### Written task
Beginning at the line containing "Task: mark one dot on every instance of the leaf midrib" and ending with the last line of the records, copy out only that portion, including the requests. Shift every coordinate in the answers by adding 96 to each number.

>>>>

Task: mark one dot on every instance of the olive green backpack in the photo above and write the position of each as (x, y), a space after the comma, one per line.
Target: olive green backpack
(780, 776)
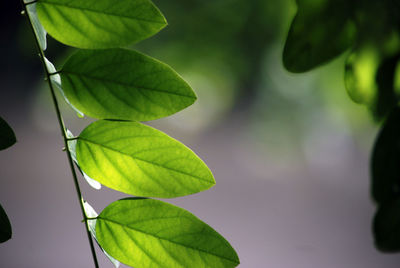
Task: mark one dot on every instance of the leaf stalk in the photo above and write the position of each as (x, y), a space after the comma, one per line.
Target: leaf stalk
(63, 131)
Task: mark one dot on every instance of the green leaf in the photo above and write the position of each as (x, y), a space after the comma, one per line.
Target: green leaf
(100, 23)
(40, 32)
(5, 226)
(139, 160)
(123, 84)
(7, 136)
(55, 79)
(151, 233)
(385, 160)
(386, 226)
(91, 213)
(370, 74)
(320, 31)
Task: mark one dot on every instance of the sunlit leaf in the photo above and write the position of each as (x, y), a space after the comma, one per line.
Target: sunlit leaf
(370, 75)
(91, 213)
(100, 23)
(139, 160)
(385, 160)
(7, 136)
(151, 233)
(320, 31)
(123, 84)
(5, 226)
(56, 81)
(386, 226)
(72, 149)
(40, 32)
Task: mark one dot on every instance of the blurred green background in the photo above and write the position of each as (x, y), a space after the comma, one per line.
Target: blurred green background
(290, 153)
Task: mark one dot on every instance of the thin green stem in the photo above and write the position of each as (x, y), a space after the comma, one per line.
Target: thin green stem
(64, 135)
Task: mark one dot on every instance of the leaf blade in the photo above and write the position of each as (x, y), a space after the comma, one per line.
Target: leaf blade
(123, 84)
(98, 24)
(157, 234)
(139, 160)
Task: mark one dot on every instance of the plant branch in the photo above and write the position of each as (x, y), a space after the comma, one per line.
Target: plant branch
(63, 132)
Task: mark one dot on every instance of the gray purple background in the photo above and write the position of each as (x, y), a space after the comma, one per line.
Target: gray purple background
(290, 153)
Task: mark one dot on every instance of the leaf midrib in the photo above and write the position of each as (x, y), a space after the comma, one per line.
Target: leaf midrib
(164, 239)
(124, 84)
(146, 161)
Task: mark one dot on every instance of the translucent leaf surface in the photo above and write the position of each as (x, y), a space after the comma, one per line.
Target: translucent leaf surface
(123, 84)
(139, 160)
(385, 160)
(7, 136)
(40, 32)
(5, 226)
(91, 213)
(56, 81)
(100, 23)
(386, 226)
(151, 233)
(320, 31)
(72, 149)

<<<<

### Result for this task
Task: mark one dot on every instance of the leaf midrib in the photo above and write the position of each as (x, y), a space after the comma, one per line.
Target: leaf midrib
(260, 335)
(220, 180)
(242, 257)
Task: mark one dot on every instance of the translucent leaf surface in the photo above and write the position of each as (x, y), a space after the comma, one per line.
Target: translucent leaf surface
(219, 180)
(235, 256)
(481, 256)
(103, 232)
(136, 128)
(101, 322)
(187, 309)
(152, 177)
(196, 119)
(482, 322)
(247, 329)
(416, 127)
(168, 245)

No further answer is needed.